■ **Task requirements**
Recast the items below as a Markdown table with the columns Row and Line, putting each nonblank line in its own numbered row and skipping blank lines. Leave the pictures out.

++++++

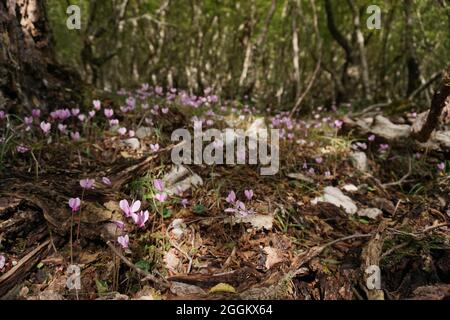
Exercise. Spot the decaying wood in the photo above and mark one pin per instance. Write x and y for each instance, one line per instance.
(16, 274)
(437, 106)
(371, 257)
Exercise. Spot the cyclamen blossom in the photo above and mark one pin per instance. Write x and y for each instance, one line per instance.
(2, 261)
(46, 127)
(28, 121)
(249, 194)
(108, 113)
(75, 136)
(36, 113)
(62, 128)
(119, 224)
(113, 122)
(154, 147)
(140, 218)
(106, 181)
(75, 204)
(87, 183)
(22, 149)
(231, 198)
(122, 131)
(128, 209)
(124, 241)
(97, 104)
(384, 147)
(159, 185)
(338, 124)
(161, 197)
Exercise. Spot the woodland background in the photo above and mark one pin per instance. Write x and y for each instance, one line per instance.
(273, 51)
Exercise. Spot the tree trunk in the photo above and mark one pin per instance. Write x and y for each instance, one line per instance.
(412, 63)
(30, 77)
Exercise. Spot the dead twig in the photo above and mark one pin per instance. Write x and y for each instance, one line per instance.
(148, 276)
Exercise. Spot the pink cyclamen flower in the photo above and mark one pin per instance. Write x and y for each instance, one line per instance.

++++++

■ **Reply**
| Row | Line |
|---|---|
| 1 | Exercise. Spot the decaying wood in the photo above and mark one pin per instance. Write x and y for each instance, one line per instance. |
| 2 | (16, 274) |
| 3 | (437, 106) |
| 4 | (371, 257) |
| 5 | Exercise. Spot the cyclamen blossom in the photo above and mark one pin per instance. Write x and y for each instance, one line per instance. |
| 6 | (2, 261) |
| 7 | (46, 127) |
| 8 | (28, 121) |
| 9 | (249, 194) |
| 10 | (108, 113) |
| 11 | (75, 136) |
| 12 | (36, 113) |
| 13 | (62, 128) |
| 14 | (119, 224) |
| 15 | (113, 122) |
| 16 | (154, 147) |
| 17 | (140, 218) |
| 18 | (106, 181) |
| 19 | (75, 204) |
| 20 | (87, 183) |
| 21 | (22, 149) |
| 22 | (231, 198) |
| 23 | (122, 131) |
| 24 | (128, 209) |
| 25 | (124, 241) |
| 26 | (97, 104) |
| 27 | (384, 147) |
| 28 | (159, 185) |
| 29 | (338, 124) |
| 30 | (161, 197) |
| 31 | Exercise. Spot the woodland background in the photo above and mark one pin per instance. Write x and y for each instance, one line per instance. |
| 32 | (273, 51) |
| 33 | Exercise. Spot the tree trunk in the photo above and mark one pin per instance. Write x and y for each instance, one line per instance. |
| 34 | (412, 63) |
| 35 | (30, 77) |
| 36 | Exercise. Spot the dead twig in the photo above and mark one pin per instance. Write x and y for each instance, one line per instance. |
| 37 | (148, 276) |
| 38 | Exercise. Spot the pink cyclamen flower in the photo above and mark one pin per instance. Write x and y for each instance, one line per instance. |